STORED DATA:
-- -- --
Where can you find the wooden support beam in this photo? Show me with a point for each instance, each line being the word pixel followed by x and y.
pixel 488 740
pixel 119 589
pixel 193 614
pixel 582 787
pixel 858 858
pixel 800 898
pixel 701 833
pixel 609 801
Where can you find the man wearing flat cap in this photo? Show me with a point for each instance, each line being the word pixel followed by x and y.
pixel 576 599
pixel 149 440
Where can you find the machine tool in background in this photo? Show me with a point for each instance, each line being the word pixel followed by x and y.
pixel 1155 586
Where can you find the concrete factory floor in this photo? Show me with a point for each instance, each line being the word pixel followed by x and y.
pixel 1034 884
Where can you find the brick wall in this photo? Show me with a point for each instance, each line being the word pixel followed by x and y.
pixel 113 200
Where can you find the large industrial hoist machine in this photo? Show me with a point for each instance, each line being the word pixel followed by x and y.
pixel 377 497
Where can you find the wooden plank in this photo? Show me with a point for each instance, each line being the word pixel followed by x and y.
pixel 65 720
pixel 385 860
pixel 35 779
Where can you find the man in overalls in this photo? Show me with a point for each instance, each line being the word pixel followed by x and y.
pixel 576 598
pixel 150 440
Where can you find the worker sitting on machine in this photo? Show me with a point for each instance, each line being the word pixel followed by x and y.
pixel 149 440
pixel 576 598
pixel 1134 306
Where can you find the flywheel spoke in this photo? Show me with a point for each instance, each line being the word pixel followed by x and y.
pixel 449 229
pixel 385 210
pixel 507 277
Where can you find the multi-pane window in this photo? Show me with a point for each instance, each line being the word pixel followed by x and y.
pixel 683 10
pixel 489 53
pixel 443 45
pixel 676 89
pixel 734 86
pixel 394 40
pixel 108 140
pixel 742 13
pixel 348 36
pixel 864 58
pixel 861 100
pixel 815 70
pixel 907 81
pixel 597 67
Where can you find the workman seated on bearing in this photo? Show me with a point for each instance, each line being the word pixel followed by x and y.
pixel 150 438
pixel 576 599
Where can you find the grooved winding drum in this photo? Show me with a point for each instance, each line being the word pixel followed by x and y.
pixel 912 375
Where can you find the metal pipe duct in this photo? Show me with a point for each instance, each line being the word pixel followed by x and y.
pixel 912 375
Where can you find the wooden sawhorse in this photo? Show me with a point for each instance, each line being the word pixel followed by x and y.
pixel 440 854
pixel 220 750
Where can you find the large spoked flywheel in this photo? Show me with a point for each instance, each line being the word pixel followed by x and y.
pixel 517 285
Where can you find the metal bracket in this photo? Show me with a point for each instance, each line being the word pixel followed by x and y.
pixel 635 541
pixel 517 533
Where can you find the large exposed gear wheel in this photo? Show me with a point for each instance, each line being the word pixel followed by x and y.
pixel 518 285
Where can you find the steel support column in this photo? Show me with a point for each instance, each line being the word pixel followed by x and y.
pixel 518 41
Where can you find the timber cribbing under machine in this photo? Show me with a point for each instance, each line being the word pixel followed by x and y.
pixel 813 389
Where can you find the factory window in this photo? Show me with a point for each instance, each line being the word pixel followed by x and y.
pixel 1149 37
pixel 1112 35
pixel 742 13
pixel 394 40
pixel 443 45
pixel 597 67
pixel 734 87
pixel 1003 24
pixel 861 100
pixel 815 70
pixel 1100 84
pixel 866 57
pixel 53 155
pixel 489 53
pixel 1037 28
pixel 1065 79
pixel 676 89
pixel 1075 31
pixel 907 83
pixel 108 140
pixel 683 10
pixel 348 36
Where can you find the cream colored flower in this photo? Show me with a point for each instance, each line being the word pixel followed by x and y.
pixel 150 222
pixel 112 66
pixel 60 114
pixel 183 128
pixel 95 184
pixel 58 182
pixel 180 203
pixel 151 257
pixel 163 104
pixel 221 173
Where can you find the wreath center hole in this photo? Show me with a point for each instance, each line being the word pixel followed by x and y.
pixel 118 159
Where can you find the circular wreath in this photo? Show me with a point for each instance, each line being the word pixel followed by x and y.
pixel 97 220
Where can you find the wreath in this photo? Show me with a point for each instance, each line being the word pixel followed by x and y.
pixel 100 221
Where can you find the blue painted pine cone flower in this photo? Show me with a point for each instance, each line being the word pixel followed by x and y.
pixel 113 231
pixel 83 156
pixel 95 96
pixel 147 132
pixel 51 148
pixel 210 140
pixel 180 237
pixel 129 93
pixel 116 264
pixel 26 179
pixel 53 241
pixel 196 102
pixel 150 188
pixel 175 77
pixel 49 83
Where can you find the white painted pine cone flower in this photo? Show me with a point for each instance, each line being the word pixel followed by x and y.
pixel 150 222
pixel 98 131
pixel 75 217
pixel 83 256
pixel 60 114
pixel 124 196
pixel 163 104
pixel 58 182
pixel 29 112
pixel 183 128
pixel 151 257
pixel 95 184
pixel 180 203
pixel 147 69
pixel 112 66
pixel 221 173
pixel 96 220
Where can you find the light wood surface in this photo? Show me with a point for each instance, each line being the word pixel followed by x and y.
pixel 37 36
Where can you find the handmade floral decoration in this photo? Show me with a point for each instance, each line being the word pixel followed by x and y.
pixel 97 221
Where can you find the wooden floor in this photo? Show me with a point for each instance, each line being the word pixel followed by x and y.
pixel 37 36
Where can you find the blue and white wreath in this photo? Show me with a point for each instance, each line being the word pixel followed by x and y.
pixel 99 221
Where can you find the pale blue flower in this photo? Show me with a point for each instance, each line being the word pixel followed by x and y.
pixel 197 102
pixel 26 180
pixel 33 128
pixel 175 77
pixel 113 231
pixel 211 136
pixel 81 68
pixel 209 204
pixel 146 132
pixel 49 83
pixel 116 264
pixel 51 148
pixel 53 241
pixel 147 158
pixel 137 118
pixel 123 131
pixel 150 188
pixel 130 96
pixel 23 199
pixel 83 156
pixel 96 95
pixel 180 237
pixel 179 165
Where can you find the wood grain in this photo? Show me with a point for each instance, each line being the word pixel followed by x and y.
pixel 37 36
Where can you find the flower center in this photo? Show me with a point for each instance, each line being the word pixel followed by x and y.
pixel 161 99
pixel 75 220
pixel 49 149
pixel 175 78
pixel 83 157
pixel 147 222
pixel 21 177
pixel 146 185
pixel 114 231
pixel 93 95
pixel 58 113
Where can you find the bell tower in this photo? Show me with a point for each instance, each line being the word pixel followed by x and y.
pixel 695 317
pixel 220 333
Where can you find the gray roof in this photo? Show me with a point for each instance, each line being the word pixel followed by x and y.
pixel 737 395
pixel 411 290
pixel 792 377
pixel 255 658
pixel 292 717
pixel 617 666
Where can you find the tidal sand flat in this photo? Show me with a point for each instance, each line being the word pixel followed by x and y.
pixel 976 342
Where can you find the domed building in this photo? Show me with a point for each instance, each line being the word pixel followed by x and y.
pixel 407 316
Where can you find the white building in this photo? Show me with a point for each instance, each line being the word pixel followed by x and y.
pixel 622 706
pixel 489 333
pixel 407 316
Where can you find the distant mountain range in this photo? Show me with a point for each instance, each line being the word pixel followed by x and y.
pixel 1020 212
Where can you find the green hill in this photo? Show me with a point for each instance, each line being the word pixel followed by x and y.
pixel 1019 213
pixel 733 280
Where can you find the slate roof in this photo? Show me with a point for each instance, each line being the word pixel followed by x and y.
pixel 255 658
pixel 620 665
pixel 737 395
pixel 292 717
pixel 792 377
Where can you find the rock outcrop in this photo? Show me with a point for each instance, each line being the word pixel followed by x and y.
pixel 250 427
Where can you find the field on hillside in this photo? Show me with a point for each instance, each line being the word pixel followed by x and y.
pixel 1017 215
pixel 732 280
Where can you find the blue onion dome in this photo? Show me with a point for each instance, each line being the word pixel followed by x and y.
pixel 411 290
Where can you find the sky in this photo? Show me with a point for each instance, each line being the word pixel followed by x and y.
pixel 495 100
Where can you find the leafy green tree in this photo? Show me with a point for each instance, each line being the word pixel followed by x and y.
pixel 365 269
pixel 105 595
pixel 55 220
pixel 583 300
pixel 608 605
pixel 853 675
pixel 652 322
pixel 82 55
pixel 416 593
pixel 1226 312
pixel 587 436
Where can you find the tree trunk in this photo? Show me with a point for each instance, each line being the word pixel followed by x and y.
-- -- --
PROBLEM TO SOLVE:
In the listing above, copy verbatim every line from the one containing "Where can you find the distant" through the one containing "pixel 733 280", including both of those lines.

PROBLEM SOLUTION:
Where can you find the distant mountain range in this photo? Show me with a point for each instance, each line being the word pixel followed by x and y.
pixel 1020 212
Where can you find the green hill in this photo? Show me with a point for each instance, each line being the word pixel followed by x and y.
pixel 1019 213
pixel 733 280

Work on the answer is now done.